▶ **Given data**:
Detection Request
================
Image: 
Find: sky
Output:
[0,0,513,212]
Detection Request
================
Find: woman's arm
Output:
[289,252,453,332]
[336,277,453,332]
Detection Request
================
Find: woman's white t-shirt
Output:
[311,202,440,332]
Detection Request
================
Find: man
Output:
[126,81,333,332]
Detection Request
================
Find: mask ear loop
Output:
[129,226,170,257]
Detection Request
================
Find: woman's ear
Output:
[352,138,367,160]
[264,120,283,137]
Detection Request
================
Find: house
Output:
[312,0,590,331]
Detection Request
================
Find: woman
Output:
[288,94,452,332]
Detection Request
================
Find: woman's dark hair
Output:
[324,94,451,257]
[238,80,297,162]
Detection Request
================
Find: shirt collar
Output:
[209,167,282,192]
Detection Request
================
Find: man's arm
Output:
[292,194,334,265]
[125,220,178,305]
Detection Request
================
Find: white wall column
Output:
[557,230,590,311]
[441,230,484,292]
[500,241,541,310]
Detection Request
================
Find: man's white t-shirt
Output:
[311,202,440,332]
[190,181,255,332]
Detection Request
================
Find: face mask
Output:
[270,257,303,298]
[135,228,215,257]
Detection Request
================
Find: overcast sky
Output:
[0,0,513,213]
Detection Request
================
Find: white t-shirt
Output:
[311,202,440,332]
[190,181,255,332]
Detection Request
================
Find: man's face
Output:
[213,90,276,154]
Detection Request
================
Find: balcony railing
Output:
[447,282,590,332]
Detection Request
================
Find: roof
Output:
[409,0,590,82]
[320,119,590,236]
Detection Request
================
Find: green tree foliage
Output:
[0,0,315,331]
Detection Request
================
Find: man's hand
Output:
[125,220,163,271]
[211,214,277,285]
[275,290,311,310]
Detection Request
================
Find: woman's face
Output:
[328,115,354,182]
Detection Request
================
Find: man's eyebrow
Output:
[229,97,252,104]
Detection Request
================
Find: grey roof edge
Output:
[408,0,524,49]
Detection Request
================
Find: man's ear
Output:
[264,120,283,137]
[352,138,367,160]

▶ **What you are asked to do**: Can you repeat these lines with "overcast" switched to "cloudy" and nothing else changed?

▶ **Task solution**:
Detection Request
================
Image: 
Find: sky
Output:
[0,0,513,212]
Detection Request
================
Find: woman's arm
Output:
[289,252,453,332]
[336,277,453,332]
Detection Request
================
Find: woman's white t-shirt
Output:
[311,202,440,332]
Detection Request
================
Find: man
Output:
[126,81,333,332]
Detection Request
================
Find: mask ear loop
Output:
[129,226,170,257]
Detection Request
================
Find: woman's ear
Output:
[352,138,367,160]
[264,120,283,137]
Detection Request
================
Find: house
Output:
[312,0,590,331]
Detection Request
================
Find: woman
Output:
[288,94,452,332]
Detection Request
================
Find: woman's dark hair
Output:
[324,94,451,257]
[238,80,297,162]
Detection Request
================
Find: shirt collar
Output:
[209,167,282,192]
Detection Request
================
Find: man's arm
Output:
[292,194,334,265]
[125,220,178,305]
Detection Request
================
Find: white wall column
Output:
[557,230,590,311]
[441,230,484,292]
[500,241,541,310]
Detection Request
================
Find: man's white t-shirt
Output:
[311,202,440,332]
[190,181,255,332]
Detection Request
================
Find: face mask
Output:
[270,257,303,298]
[135,228,215,257]
Detection Request
================
Find: cloudy sky
Output:
[0,0,513,213]
Detection Request
================
Find: white t-shirt
Output:
[311,202,440,332]
[190,181,255,332]
Detection Request
================
Find: man's face
Output:
[213,90,276,154]
Detection Request
================
Find: balcony railing
Output:
[447,282,590,332]
Detection Request
================
Find: roof
Output:
[409,0,590,82]
[320,119,590,236]
Detection Request
================
Find: green tree foliage
Output:
[0,0,315,331]
Detection Request
================
Find: man's hand
Output:
[125,220,163,271]
[211,214,277,285]
[275,290,311,310]
Detection Request
================
Find: woman's face
Output:
[328,115,354,182]
Detection Request
================
Find: man's eyebrow
Output:
[229,97,252,104]
Detection Request
================
Find: grey roof edge
Output:
[408,0,524,49]
Detection Request
================
Find: man's ear
Output:
[264,120,283,137]
[352,138,367,160]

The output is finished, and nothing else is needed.